— Goal —
Pull out every line in the entries below that includes the string "dark", reproducing each one unchanged.

↓

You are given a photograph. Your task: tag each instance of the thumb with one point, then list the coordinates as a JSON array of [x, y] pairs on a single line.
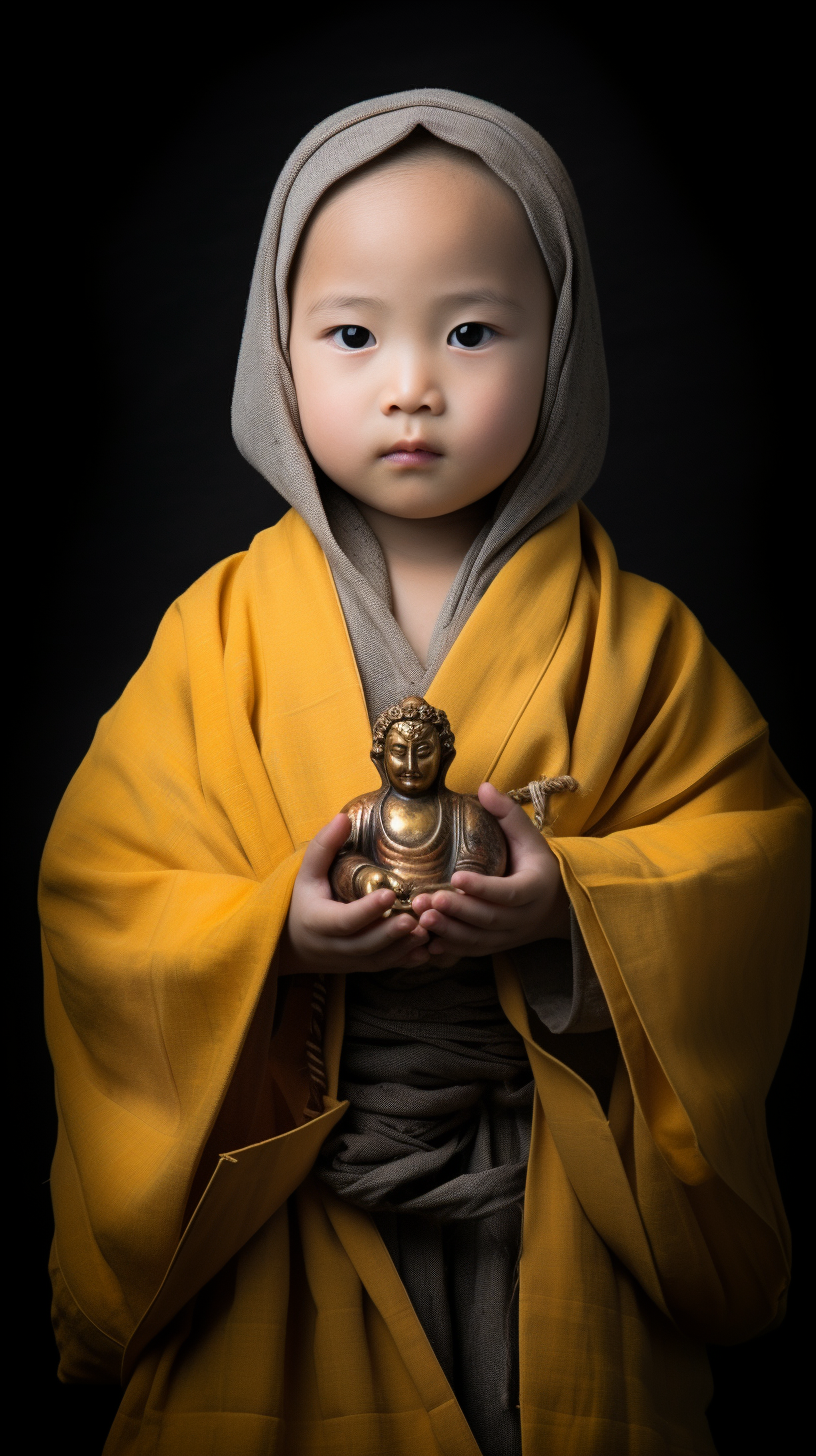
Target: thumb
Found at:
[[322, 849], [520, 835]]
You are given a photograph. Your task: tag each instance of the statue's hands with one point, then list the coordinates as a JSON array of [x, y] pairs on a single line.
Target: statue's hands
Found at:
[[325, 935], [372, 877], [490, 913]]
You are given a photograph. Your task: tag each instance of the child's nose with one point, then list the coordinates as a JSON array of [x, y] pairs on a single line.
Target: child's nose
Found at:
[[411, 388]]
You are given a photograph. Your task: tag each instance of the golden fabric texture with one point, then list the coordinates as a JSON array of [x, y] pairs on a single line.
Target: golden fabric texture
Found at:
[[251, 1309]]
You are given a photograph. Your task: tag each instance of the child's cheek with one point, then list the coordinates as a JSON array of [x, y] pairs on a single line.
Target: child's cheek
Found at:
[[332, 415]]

↑
↓

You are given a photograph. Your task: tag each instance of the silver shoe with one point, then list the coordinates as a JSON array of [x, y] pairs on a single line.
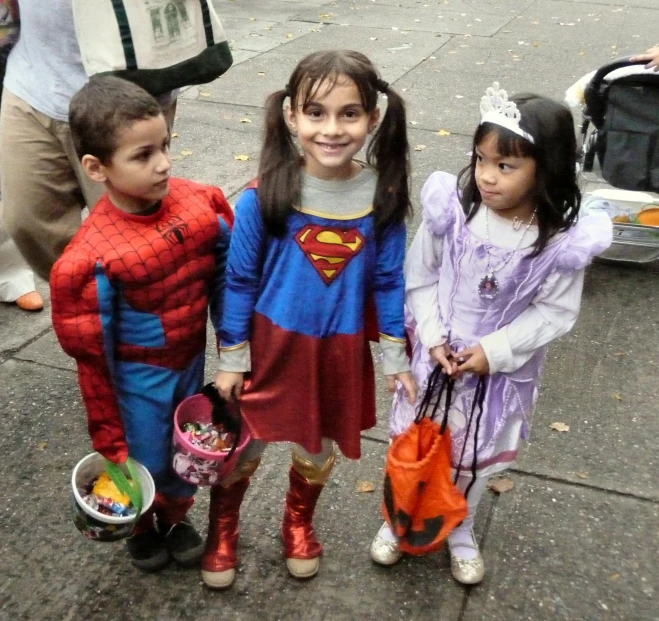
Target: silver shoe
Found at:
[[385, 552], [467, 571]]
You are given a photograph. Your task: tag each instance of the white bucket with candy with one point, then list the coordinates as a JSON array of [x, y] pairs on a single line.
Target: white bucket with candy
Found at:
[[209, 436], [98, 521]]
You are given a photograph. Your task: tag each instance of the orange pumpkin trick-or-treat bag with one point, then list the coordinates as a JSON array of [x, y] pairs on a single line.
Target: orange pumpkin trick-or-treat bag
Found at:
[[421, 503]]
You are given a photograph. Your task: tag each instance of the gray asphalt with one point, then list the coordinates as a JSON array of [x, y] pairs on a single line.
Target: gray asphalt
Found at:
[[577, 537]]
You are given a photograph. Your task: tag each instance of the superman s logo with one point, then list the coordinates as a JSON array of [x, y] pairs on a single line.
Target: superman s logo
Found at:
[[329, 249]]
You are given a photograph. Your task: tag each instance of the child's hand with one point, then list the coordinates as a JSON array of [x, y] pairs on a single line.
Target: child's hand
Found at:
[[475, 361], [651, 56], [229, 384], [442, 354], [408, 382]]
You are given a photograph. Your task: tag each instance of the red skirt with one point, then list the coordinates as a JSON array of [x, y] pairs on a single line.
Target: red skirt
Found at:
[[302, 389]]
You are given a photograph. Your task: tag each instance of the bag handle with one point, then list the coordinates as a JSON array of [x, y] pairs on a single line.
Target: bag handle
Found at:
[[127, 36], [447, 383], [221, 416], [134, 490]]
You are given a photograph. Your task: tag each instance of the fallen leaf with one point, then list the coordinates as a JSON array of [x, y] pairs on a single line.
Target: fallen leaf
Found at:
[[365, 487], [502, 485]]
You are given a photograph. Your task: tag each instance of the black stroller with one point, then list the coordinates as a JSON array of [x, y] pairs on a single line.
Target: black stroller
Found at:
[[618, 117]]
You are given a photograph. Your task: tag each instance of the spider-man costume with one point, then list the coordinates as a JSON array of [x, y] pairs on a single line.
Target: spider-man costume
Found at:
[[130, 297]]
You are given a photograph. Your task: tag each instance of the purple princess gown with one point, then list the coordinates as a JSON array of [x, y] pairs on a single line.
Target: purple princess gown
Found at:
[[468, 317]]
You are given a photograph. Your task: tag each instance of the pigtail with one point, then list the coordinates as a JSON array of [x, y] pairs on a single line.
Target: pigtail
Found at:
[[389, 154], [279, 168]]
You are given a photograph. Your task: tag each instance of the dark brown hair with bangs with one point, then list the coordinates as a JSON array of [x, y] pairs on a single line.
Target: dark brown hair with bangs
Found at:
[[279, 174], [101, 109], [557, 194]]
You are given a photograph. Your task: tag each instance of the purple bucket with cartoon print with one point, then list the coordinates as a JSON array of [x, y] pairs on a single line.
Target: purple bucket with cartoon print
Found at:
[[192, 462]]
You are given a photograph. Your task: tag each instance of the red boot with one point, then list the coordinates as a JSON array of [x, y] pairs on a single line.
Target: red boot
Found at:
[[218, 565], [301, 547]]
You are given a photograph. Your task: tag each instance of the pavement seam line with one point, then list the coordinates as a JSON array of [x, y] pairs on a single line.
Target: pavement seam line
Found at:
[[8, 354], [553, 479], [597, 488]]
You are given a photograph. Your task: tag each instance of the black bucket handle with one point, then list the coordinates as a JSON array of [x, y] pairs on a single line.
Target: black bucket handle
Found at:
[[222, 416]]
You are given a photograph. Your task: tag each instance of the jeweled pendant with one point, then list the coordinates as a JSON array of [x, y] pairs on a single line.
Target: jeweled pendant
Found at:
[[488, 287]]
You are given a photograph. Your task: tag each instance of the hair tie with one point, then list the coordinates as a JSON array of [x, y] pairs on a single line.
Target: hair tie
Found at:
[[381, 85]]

↑
↓

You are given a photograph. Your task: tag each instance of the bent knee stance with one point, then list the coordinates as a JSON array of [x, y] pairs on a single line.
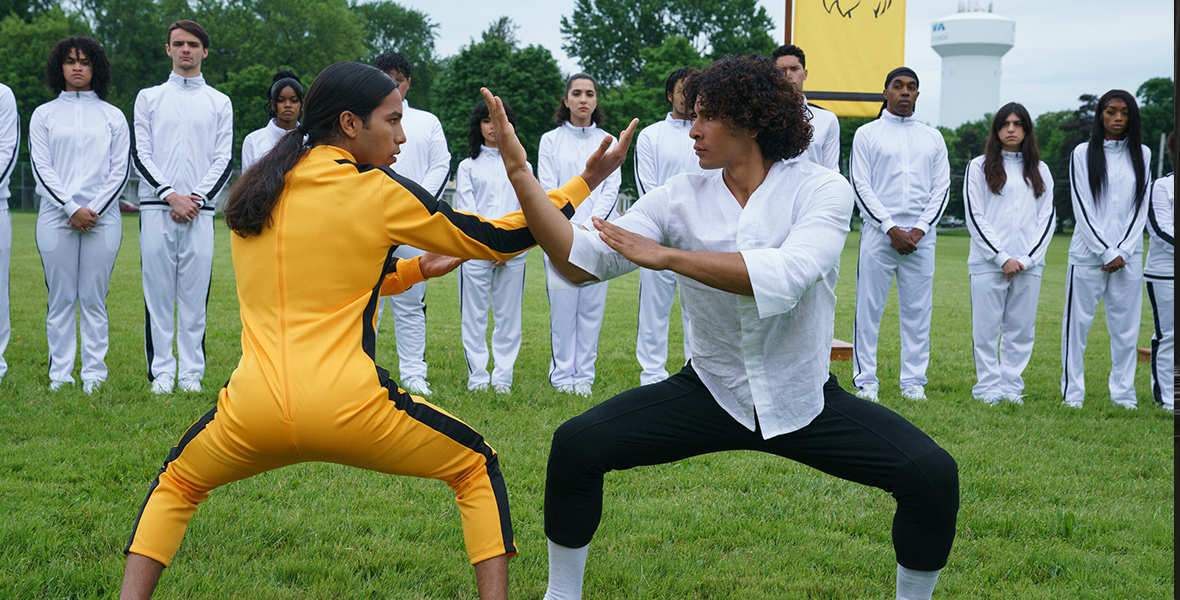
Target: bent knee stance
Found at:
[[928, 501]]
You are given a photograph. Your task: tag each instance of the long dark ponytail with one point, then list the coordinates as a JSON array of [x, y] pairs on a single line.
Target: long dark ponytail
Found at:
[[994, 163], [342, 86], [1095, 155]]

↑

— Task response —
You are given a photograph. Your task: tag each instance of the dark brown hair with bangs with one point, then list the coordinates as a JSON array of [x, y] pairs on a single line.
Target: dark brown hair with bangs
You are given a photograph. Your task: tag each instance of the long dark ponytail with one point, then list the coordinates as a JSON array of [x, y] pairs on a single line.
Target: long dark ponytail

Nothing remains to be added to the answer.